• **Aim**:
Please set out every line of the data below as a numbered list, skipping blank lines and leaving out the pictures.

═════ Task material

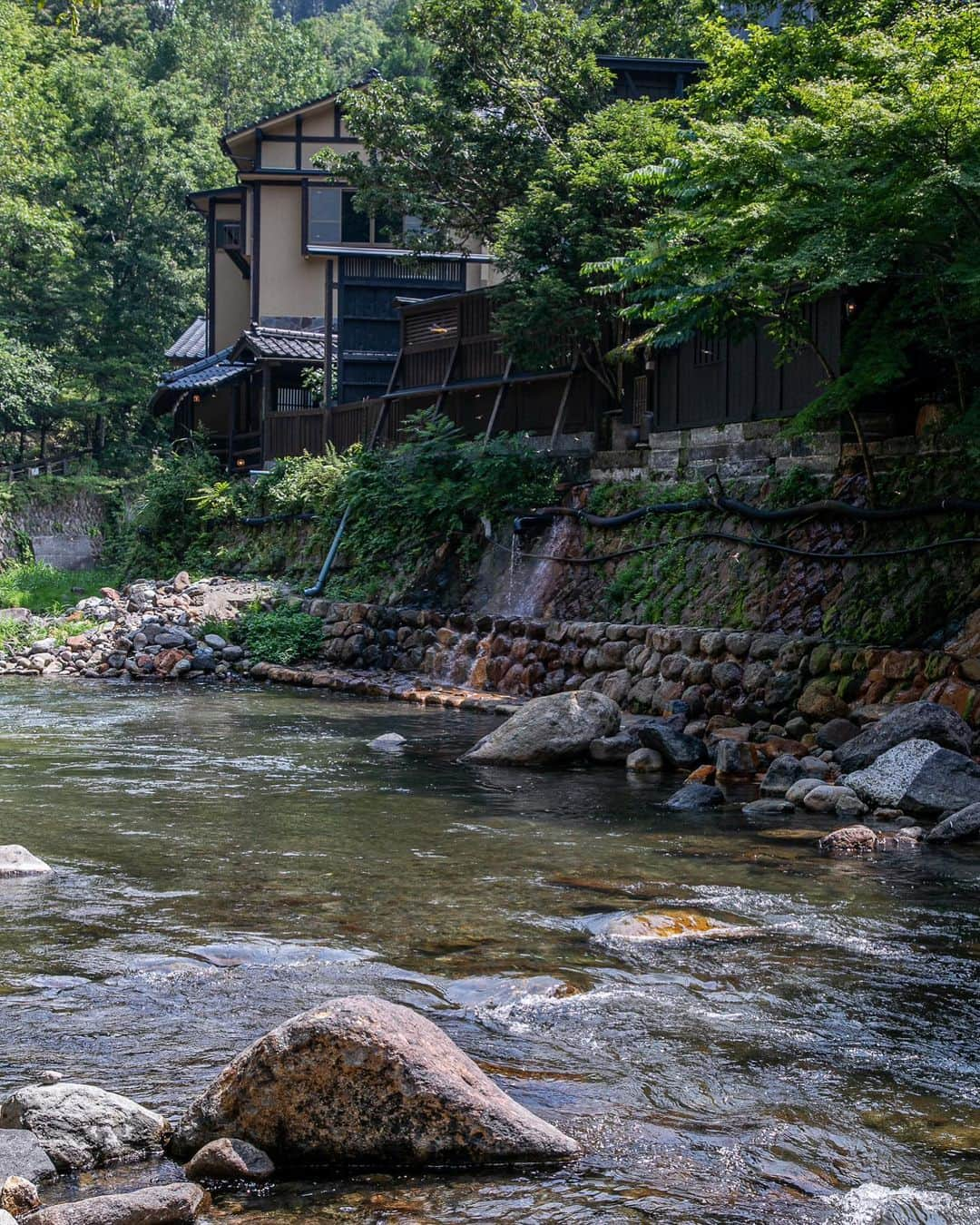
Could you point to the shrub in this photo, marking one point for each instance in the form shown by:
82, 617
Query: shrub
282, 636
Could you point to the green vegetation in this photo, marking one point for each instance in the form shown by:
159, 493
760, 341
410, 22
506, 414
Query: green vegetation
42, 588
406, 503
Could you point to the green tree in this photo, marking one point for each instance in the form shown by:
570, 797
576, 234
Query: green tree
818, 160
584, 205
462, 150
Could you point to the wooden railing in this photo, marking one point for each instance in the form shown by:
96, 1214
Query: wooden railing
290, 434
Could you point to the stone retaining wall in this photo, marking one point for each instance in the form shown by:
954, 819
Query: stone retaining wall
751, 676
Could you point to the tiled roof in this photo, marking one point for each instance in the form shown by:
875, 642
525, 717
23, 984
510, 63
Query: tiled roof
192, 345
279, 342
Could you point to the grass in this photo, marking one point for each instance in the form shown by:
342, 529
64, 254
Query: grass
42, 588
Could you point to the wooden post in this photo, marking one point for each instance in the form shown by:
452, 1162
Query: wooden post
499, 399
266, 423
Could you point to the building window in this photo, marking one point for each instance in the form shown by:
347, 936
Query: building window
228, 235
333, 220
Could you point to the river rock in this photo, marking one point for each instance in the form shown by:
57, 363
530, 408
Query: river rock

══════════

• **Finished answer**:
1. Could you point to the shrub in this photo, marking one point for each instance in the form shown by:
2. 82, 617
3. Query: shrub
4. 282, 636
5. Could you point to the green vegetation in this photo, marking one point for each instance in the form shown by:
6. 159, 493
7. 760, 341
8. 410, 22
9. 506, 414
10. Query: green vegetation
11. 42, 588
12. 406, 503
13. Could you point to the green tree in this photo, marking one point for each instance in the form shown by:
14. 570, 797
15. 576, 234
16. Query: green tree
17. 818, 160
18. 584, 205
19. 462, 150
20. Could you point to the wooden railing in this photo, marking one point for each instance in the form shown by:
21. 96, 1214
22. Query: wooden railing
23. 290, 434
24. Could you point to the stone retaining wall in this photo, marking one point for each instance in the form shown by:
25. 954, 819
26. Query: stone retaining wall
27. 751, 676
28. Could you point to the tiled roof in this photo, marking one point for each instance in the form shown by:
29. 875, 642
30. 525, 717
31. 23, 984
32. 510, 63
33. Query: tiled roof
34. 192, 345
35. 279, 342
36. Could you point to the grass in this photo, marking one point for each instance in the form shown by:
37. 342, 529
38. 64, 254
39. Query: grass
40. 42, 588
41. Could you point to the wooden post in this photo, marking one point for each instance in the form shown by:
42. 452, 1162
43. Query: wooden post
44. 499, 399
45. 266, 423
46. Could you point to the building window in this photo, marking one point for each instance in the form shown by:
47. 347, 936
48. Query: building window
49. 228, 235
50. 333, 220
51. Could you point to the river rock in this photo, marking one point for each instance in the form shown by:
52. 57, 363
53. 530, 408
54. Query: river rock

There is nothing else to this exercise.